Give the whole listing below once more, exactly, without pictures.

═══ INFORMATION SUPPLIED ═══

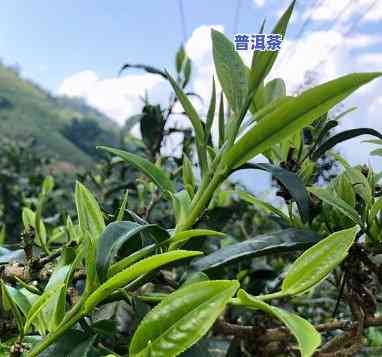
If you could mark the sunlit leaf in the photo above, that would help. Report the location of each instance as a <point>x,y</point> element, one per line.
<point>182,318</point>
<point>293,116</point>
<point>306,335</point>
<point>157,175</point>
<point>131,273</point>
<point>317,262</point>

═══

**EXERCISE ANSWER:**
If you could mark the sunlit leaf in the photo above, that would help. Report the location of each instance as a <point>x,y</point> element, one per line.
<point>182,318</point>
<point>293,116</point>
<point>306,335</point>
<point>157,175</point>
<point>131,273</point>
<point>317,262</point>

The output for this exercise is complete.